- What needs to be done
Translate this sentence from the forum post about audio plugins into Spanish: "I mean, how many Compressor plugins does someone really need?"

- Page text
Yes! Cheers man! I did know this but I am currently saving up for a Doepfer and a Raven MTi2 so I will just rent the plugins for now and whilst I rent them, I will know them all inside and out. I do own a few Waves plugins but I have to draw a line in the Digital sand with buying Plugins. I would rather spend Money on VIs and Sample Libraries (and physical Musical Instruments of course) because I can actually write Music with them. I mean, how many Compressor plugins does someone really need? Saying that, I do need to pick up the Fab Filter bundle as that's 50% off with Educational discount too. Just one more huh.

Location identification data
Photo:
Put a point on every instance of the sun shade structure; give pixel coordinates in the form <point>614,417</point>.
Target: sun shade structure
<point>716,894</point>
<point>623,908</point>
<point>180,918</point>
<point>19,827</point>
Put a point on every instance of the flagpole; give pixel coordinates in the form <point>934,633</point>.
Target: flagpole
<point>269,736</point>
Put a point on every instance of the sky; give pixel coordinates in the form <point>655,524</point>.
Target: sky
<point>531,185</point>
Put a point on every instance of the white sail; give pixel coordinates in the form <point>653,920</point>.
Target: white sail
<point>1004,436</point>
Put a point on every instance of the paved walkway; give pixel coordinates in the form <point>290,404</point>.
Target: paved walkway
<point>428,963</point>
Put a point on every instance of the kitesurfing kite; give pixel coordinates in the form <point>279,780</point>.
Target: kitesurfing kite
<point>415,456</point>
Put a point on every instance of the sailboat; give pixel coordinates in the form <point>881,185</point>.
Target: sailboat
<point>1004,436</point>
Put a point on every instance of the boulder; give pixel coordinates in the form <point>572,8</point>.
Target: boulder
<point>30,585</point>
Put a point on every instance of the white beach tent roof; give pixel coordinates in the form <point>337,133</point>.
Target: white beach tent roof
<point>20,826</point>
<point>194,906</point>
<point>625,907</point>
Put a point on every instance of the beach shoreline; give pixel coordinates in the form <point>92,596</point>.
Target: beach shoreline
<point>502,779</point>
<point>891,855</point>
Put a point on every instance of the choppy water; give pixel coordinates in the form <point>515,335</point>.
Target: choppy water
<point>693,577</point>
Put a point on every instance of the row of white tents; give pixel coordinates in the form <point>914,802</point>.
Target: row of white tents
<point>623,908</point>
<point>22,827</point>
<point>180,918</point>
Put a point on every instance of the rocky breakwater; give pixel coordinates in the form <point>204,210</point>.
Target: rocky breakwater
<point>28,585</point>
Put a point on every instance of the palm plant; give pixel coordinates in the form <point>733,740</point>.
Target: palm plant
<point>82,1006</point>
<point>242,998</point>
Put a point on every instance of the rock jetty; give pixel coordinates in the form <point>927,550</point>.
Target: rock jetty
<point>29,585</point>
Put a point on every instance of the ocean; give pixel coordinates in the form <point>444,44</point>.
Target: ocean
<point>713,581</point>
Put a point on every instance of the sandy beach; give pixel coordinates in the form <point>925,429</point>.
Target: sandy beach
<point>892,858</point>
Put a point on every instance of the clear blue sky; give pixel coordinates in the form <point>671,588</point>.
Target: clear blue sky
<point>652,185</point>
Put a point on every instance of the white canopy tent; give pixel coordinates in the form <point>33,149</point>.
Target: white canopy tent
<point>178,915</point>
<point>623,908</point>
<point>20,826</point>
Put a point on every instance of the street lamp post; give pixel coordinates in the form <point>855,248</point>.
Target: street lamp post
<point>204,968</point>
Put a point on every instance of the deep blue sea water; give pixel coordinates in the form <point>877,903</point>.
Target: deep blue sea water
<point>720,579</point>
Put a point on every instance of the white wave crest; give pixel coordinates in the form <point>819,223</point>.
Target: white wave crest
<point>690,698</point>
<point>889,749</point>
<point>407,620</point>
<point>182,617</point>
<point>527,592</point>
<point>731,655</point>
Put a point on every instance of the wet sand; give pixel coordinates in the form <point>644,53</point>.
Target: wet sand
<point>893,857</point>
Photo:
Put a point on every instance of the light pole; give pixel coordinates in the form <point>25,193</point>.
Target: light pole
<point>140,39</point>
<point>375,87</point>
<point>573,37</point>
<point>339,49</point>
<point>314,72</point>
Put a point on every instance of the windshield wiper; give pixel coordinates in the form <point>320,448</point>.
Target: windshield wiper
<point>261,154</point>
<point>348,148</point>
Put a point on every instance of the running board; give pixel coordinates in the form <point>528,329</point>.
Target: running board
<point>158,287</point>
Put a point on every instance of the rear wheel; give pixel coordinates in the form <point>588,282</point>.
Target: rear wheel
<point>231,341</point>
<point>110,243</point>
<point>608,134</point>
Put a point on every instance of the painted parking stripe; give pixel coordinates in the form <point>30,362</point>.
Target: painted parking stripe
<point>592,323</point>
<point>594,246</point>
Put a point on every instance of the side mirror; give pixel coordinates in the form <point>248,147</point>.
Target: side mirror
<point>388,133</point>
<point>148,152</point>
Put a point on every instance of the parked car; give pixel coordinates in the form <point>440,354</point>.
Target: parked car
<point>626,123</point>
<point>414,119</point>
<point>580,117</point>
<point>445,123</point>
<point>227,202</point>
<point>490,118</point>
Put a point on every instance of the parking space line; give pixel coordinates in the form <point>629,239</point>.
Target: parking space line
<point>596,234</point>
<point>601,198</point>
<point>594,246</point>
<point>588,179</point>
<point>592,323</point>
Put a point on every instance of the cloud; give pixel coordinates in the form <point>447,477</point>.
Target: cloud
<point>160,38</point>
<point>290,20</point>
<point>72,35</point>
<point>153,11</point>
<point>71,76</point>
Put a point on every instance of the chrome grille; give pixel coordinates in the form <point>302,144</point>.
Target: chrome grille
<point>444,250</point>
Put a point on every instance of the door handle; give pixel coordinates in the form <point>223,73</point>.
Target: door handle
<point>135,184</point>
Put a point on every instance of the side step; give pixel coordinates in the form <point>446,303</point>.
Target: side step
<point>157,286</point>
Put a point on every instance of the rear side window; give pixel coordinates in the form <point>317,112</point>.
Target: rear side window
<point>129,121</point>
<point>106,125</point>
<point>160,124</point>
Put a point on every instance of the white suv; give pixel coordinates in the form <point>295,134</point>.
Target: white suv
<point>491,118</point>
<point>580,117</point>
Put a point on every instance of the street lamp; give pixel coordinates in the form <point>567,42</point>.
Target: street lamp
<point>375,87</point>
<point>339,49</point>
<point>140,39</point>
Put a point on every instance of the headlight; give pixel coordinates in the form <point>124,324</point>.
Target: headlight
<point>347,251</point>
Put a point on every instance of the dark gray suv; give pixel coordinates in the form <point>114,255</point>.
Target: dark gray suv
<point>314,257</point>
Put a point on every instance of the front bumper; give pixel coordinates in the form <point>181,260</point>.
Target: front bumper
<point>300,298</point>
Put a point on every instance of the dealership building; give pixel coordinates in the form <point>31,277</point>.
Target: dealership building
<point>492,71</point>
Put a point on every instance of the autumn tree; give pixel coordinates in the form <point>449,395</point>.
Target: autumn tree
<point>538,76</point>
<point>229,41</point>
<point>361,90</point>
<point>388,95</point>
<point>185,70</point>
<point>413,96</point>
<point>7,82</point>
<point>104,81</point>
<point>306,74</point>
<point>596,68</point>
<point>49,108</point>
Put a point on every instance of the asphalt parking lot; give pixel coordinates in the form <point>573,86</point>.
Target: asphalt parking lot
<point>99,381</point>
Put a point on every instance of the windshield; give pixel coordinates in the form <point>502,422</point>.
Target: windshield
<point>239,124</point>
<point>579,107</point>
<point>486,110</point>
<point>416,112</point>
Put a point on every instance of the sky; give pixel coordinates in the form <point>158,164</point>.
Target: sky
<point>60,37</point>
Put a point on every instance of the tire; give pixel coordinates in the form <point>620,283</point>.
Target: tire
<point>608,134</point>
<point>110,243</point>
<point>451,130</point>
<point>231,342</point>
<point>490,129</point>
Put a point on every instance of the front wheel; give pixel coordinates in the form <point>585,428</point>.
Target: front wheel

- Answer
Es decir, ¿cuántos plugins de compresor necesita realmente alguien?